▶ _Exercise instructions_:
Rewrite every row below with each "Mark a point" changed to "Place a dot" and nothing else altered. Leave the pictures out of your answer.

START Supplied material

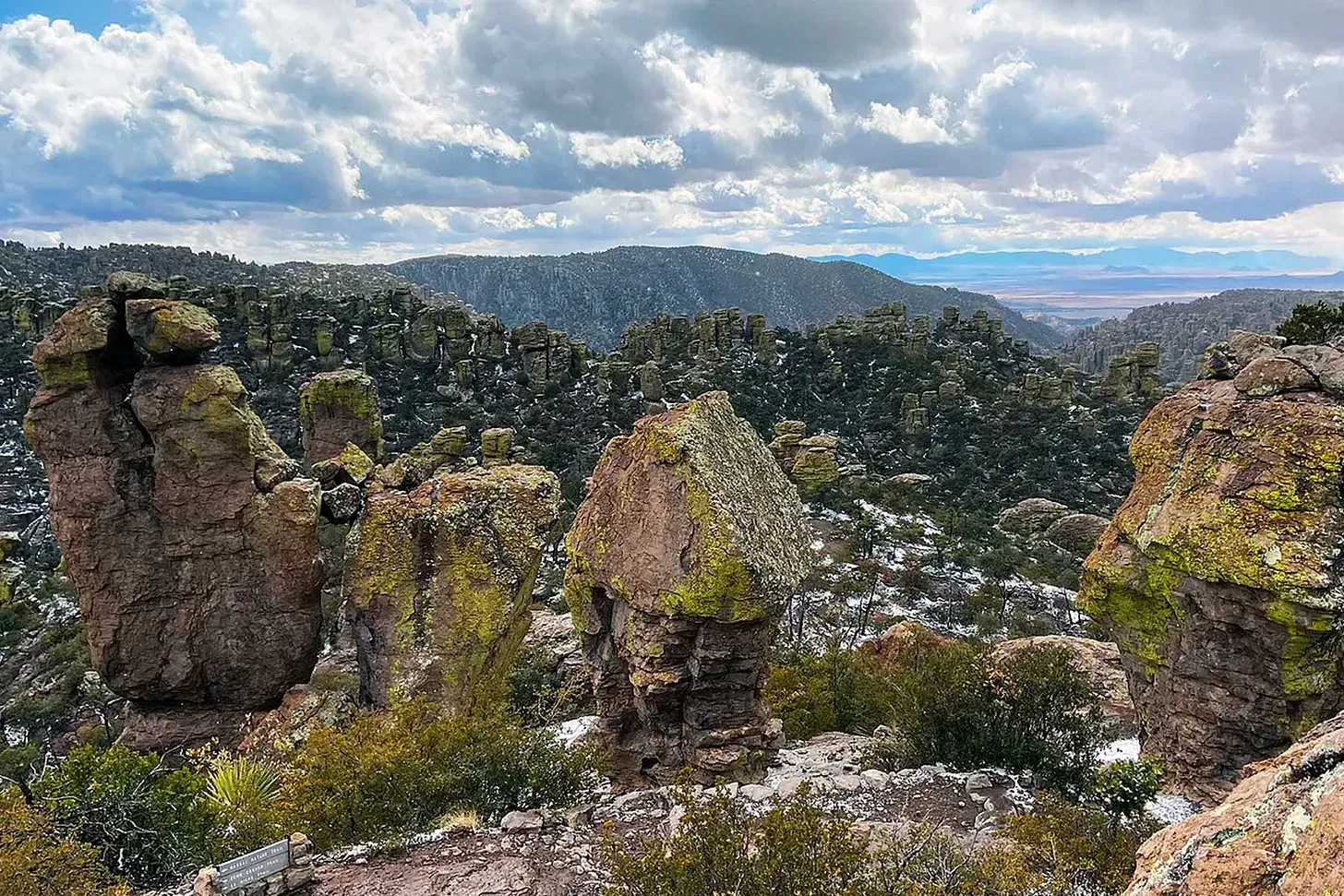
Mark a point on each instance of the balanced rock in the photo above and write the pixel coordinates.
(191, 544)
(438, 582)
(1218, 577)
(815, 466)
(1281, 831)
(338, 409)
(681, 556)
(171, 329)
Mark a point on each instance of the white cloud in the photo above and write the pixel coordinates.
(624, 152)
(398, 126)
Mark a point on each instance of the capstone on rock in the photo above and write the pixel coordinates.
(681, 557)
(188, 539)
(438, 582)
(1219, 578)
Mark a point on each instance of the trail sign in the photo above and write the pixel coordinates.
(236, 873)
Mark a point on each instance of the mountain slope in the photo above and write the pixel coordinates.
(594, 295)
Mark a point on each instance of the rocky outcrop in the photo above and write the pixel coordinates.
(438, 582)
(1278, 833)
(1097, 661)
(338, 409)
(808, 460)
(190, 540)
(1031, 516)
(1218, 575)
(1076, 532)
(680, 559)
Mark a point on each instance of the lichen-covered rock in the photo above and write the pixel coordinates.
(1031, 516)
(171, 329)
(190, 542)
(1219, 580)
(1278, 833)
(341, 407)
(438, 582)
(681, 556)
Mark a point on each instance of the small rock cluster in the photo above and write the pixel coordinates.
(1279, 830)
(558, 852)
(808, 460)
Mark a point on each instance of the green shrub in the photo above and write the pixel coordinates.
(1123, 789)
(1031, 712)
(147, 821)
(1314, 324)
(722, 848)
(38, 860)
(400, 771)
(1074, 849)
(245, 794)
(834, 690)
(541, 692)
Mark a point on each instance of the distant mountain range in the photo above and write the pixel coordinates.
(1110, 282)
(1185, 329)
(594, 295)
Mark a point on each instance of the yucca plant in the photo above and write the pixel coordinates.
(244, 793)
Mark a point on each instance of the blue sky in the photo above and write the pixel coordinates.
(375, 129)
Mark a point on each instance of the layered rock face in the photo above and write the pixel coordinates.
(438, 582)
(681, 556)
(186, 532)
(1218, 574)
(1278, 833)
(338, 409)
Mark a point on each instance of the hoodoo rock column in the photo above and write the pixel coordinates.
(681, 557)
(1219, 574)
(190, 540)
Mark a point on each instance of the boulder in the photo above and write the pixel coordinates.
(1273, 375)
(1076, 532)
(905, 637)
(1279, 830)
(1218, 577)
(170, 329)
(1225, 360)
(815, 465)
(338, 409)
(681, 557)
(1031, 516)
(1097, 661)
(438, 583)
(186, 533)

END Supplied material

▶ _Solution to this problem_:
Place a dot on each instance of the balanced rock in the photo above and write the pixel coordinates.
(191, 544)
(438, 582)
(1218, 577)
(815, 466)
(1281, 831)
(338, 409)
(681, 556)
(171, 329)
Place a dot on each instance of the white cloud in the photo above and write the pixel coordinates.
(624, 152)
(398, 126)
Place a dot on each instance of the capstone on rock in the photo above and write the pixel coordinates.
(681, 557)
(188, 539)
(438, 582)
(1219, 578)
Place a dot on each instance of the trail sign in the photo above and write the pixel coordinates.
(236, 873)
Place a dot on each instance of the mountain slope in the photo above and write the pixel coordinates.
(594, 295)
Place a dot on each instance of the rocky outcrop in the photo above and write the pixel coordinates.
(438, 582)
(1278, 833)
(1097, 661)
(338, 409)
(808, 460)
(190, 540)
(1031, 516)
(1218, 575)
(1076, 532)
(680, 559)
Place a dot on each instance of the lichen-covered rock in the photo above and write the pixel coordinates.
(1031, 516)
(171, 329)
(190, 542)
(1219, 580)
(1278, 833)
(341, 407)
(438, 582)
(681, 556)
Place a dot on each instance of the small rock cluster in the photo above and write the pixel coordinates.
(1279, 830)
(558, 852)
(808, 460)
Place a dot on each instance of the green shrub in the photo above and write the pixel coordinates.
(1123, 789)
(1031, 712)
(147, 821)
(1314, 324)
(722, 848)
(38, 860)
(400, 771)
(1074, 849)
(245, 794)
(834, 690)
(541, 692)
Place a dot on each instance of the distant mountain range in the photo above and write the pixel coordinates.
(1110, 282)
(1185, 329)
(594, 295)
Place a dot on each instance of the yucca plant in the photo above and write the pixel coordinates.
(244, 793)
Place a dot on each instance of the blue sky in the photo above and write the pixel coordinates.
(375, 129)
Place a dot on each instance of the layered rock face in the photo above and write the pixel coordinates.
(438, 582)
(681, 556)
(186, 532)
(1218, 574)
(1278, 833)
(338, 409)
Place a dot on each instance of the hoodoo rock column in the photo above and write the pixel coordinates.
(681, 557)
(1219, 574)
(190, 540)
Place a dot on each instance of the boulder in the photo above and write the pixel coordinates.
(1273, 375)
(1076, 532)
(905, 637)
(1279, 830)
(1218, 577)
(170, 329)
(1225, 360)
(815, 465)
(338, 409)
(681, 557)
(1031, 516)
(1097, 661)
(438, 583)
(186, 533)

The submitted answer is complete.